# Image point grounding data

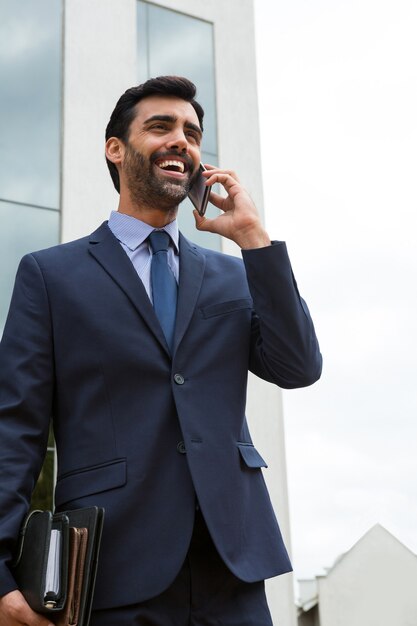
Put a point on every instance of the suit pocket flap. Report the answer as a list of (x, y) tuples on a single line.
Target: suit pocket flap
[(250, 455), (91, 480), (226, 307)]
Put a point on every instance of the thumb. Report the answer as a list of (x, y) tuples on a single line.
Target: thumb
[(14, 606), (201, 221)]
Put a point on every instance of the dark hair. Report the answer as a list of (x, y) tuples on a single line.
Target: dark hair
[(124, 111)]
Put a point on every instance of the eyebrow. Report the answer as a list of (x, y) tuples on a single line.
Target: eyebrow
[(172, 119)]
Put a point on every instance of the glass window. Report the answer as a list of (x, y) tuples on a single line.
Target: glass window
[(30, 109), (24, 229), (165, 39)]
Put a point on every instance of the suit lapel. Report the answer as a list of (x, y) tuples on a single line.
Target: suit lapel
[(105, 248), (192, 265)]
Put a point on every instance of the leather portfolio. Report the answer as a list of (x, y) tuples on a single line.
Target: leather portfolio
[(56, 563)]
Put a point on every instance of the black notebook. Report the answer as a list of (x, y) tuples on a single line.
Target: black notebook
[(56, 563)]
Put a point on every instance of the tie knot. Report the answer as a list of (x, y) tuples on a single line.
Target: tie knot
[(159, 240)]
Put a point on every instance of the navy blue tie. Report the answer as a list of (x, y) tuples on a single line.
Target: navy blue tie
[(164, 285)]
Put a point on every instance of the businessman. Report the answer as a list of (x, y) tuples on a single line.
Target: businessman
[(137, 344)]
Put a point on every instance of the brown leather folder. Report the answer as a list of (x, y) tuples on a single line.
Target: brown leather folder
[(56, 563)]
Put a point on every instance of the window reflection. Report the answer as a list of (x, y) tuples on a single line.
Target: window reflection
[(24, 229), (30, 69), (172, 43)]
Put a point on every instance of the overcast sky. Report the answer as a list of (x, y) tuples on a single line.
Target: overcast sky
[(338, 108)]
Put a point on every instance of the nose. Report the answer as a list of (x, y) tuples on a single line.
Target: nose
[(177, 140)]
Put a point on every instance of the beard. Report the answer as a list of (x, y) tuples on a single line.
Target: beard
[(146, 188)]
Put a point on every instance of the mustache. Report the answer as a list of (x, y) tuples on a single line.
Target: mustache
[(171, 155)]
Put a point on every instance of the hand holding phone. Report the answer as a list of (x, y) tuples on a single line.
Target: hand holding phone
[(199, 193)]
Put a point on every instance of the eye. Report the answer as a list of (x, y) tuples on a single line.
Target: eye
[(195, 137)]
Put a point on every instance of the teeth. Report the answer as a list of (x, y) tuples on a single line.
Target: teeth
[(178, 164)]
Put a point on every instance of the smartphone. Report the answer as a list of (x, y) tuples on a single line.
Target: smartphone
[(199, 193)]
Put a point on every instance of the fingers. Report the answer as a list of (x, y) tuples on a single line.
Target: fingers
[(15, 611)]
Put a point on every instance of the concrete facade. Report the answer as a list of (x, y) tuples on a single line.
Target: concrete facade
[(373, 584), (99, 64)]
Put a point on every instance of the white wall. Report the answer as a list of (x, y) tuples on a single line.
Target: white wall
[(374, 584), (100, 63)]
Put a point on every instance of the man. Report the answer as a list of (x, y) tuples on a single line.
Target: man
[(148, 412)]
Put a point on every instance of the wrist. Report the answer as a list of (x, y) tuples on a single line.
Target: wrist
[(254, 238)]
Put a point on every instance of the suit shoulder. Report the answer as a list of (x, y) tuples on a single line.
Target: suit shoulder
[(68, 249)]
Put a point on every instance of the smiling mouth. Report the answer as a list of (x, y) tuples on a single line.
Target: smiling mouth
[(172, 165)]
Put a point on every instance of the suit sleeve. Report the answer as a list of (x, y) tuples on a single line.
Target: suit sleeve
[(284, 346), (26, 390)]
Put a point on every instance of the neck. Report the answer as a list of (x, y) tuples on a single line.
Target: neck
[(156, 217)]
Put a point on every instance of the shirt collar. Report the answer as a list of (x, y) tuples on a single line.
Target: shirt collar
[(132, 232)]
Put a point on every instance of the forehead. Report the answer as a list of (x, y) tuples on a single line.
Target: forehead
[(165, 105)]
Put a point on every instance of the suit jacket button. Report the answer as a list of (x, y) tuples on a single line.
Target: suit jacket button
[(181, 447)]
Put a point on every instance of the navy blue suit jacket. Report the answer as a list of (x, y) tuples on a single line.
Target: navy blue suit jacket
[(138, 431)]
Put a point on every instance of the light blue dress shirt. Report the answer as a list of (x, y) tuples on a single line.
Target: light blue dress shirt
[(132, 235)]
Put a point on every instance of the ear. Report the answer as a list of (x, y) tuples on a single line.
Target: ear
[(115, 150)]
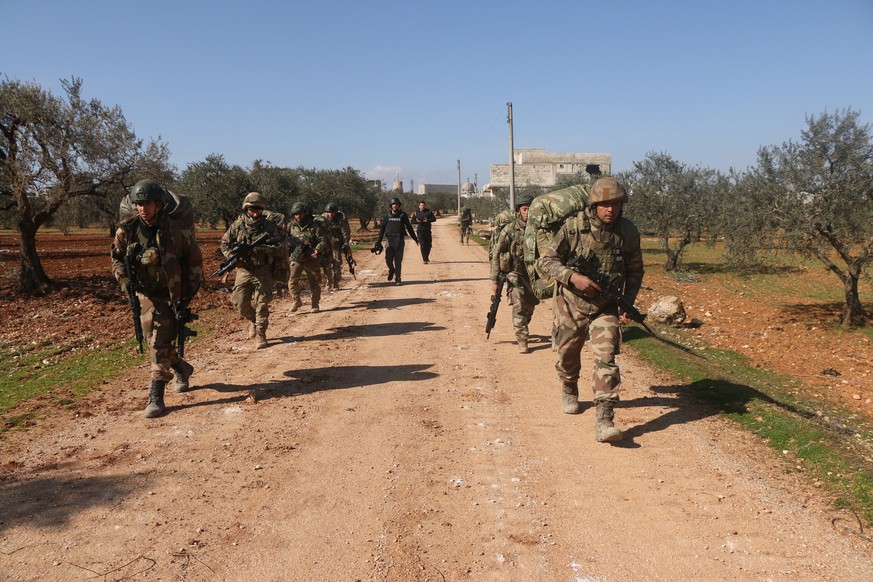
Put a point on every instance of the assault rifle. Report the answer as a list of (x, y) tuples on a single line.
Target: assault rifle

# Your instructions
Without the pictures, return the records above exactly as given.

# Exercise result
Put a point on every instance of the suit pocket flap. Report the answer as a list of (x, y) tuples on a single line.
Target: suit pocket flap
[(250, 455), (91, 480), (226, 307)]
Put a point on every instance of the thumb. Report the answer as a list of (x, y) tuples on a single line.
Target: thumb
[(14, 606), (201, 221)]
Put a point on every instance of the dark hair. Report the answer as a list of (x, y) tuples on a single line.
Target: dark hair
[(124, 111)]
Put a point on every instance of the eyebrow. Report the answer as a list of (x, y) tuples on a single line.
Target: eyebrow
[(172, 119)]
Put a point on every instance of the glass window. Report the answer as a list of (x, y) tuples on a single line.
Target: glass window
[(30, 109), (24, 229), (165, 39)]
Put a point on every instance of the suit lapel. Report the answer as a list of (x, y) tuples on a single line.
Target: suit lapel
[(105, 248), (192, 265)]
Put a point on every instance of the leather portfolio. Report the answer as a list of (x, y) tuples on a single line.
Target: leather portfolio
[(56, 563)]
Put a point on every instance of the black notebook. Report the answer as a list of (x, y) tuples on a single line.
Target: black notebook
[(56, 563)]
Put a point on every instance of the tie knot. Report the answer as a list of (x, y) tuples on a single line.
Target: tie knot
[(159, 240)]
Put a point on every instance of the navy blue tie. Report the answer as a list of (x, y) tuples on a single line.
Target: navy blue tie
[(164, 285)]
Put a point on every instance of the businessman. Report the answer as a list of (x, y) tuples on a single line.
Target: businessman
[(137, 344)]
Put a point on every instance of the brown leather folder. Report the answer as a list of (x, y) tuples on a single line.
Target: brown leather folder
[(56, 563)]
Put a point on every instance of the window reflection. Report the answer as a list of (x, y) tuples on a single line.
Target: window reflection
[(24, 229), (30, 69), (172, 43)]
Put a point on every instance of the overcast sky. Report the answer as a list of (x, y) tuples on a single line.
Target: overcast sky
[(338, 108)]
Put a point on every instance of the nose. Report the answer as a list of (x, y) tuples on a single line.
Target: nose
[(177, 140)]
Put a point on every instance of the beard. Report the answer as a list of (x, y) tuples on a single line.
Target: beard
[(146, 188)]
Put a point on every instance of the mustache. Report the answer as a list of (x, y) tuples on a single line.
Target: mustache
[(171, 155)]
Put a point on every instance of the hand holding phone. Report the answer as a list of (x, y) tuples on a single line.
Target: hand holding phone
[(199, 193)]
Put a point on every instance of the eye. Report the answer as a list of (x, y) tuples on a single line.
Target: eye
[(195, 137)]
Put a point on every instance of the teeth. Report the answer as a list of (x, y) tuples on a single line.
Target: teeth
[(178, 164)]
Put a point on every instance of the smartphone. Report the answer as a list of (x, y) tuples on a single line.
Target: smartphone
[(199, 193)]
Put a point on every instance of the fingers. Report the answer as a list of (x, y) tuples on a single line.
Target: fingers
[(15, 611)]
Put a point on every instance of the concrete facade. Report the answer as a list of (x, y) tuples on a single line.
Target: concrete facade
[(373, 584), (99, 64)]
Put a point on every instance of the white wall. Report the answer as a list of (x, y) tuples on a single line.
Target: white wall
[(374, 584), (100, 63)]
Put a point on every instance of the man. Report the answer as a list of (x, y) tuples on a single line.
Target: man
[(148, 412)]
Put a point on every instance of the wrist. Report the answer as a list of (x, y) tuples on a single line.
Target: wrist
[(254, 238)]
Put a point on every instance of the suit shoulder. Report the answer as a list of (x, y) tuples on a single line.
Target: suit shoulder
[(68, 249)]
Put a point on every instance of the smiling mouth. Report the answer as a list of (x, y) tuples on a single line.
Target: smiling mouth
[(172, 165)]
Put a point on every instance of the suit sleeve. Report the answer as a list of (x, y) tuples on a single line.
Target: suit sleeve
[(284, 346), (26, 390)]
Put a point on every instance of the neck. Report the answer as a list of (x, y) tuples on a single line.
Target: neck
[(156, 217)]
Put a point on every instance of the shirt collar. Report the answer as a list of (x, y) tuples on a single line.
Target: shirt collar
[(132, 232)]
Put a point on every instance of the forehead. Report the answer as a list of (x, y) tuples on a single line.
Target: forehead
[(165, 105)]
Put a point on every instance of the suit jacket button. Report the answer as a list of (x, y) tuples on a single line.
Target: suit jacket button
[(181, 447)]
Put a point on every instance of the navy blue suit jacket. Report the answer as a list of (x, y) tuples on a single line.
Target: navy blue suit jacket
[(138, 431)]
Put a point on every instance of the light blue dress shirt. Report the answer as a list of (x, y) tuples on a single line.
Target: light blue dress shirt
[(132, 235)]
Put a point on every instance of the ear. Report the answer as a list of (x, y) tuples on a single line.
Target: ear
[(115, 150)]
Put a point on every instance of the assault rifle. Report the answer as a list of (x, y) tuples on a single line.
Target: assault rifle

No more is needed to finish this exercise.